(begin)

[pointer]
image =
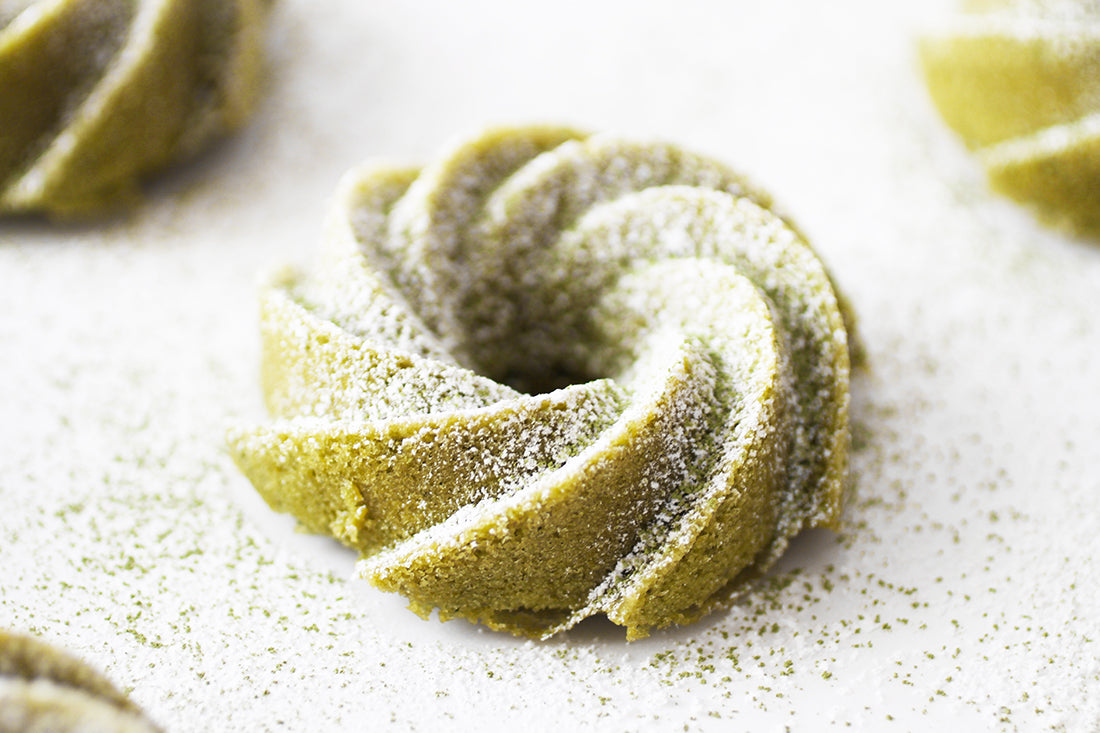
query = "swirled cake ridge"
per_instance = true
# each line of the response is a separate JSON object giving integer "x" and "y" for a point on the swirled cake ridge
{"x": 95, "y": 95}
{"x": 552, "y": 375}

(end)
(begin)

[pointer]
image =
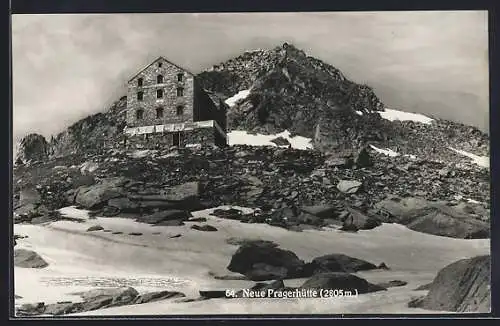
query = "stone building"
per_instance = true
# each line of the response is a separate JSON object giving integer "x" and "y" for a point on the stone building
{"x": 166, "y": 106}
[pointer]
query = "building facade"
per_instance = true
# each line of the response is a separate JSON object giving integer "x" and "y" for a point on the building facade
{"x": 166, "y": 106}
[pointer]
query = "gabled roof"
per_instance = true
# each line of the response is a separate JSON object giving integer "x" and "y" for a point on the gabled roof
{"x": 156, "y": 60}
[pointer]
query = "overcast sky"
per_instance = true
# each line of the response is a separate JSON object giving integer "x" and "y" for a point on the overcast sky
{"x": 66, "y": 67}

(end)

### [Exercise details]
From the items above, list every line that contains the string "integer". Case must match.

### [Written answer]
# each line of the response is a separate JSON object giving integer "x" and "y" for a point on the swirled cake ridge
# each line of the response is a separate JSON object giving integer "x" and "y" for a point on the stone building
# each line of the response is a separate JSON object giving integer "x" and "y" for a point on the building facade
# each line of the response is a separate JSON object giving integer "x" and "y" for a point on the gabled roof
# each line of the response is a separate JSON object giving integer "x" and "y" for a point on the overcast sky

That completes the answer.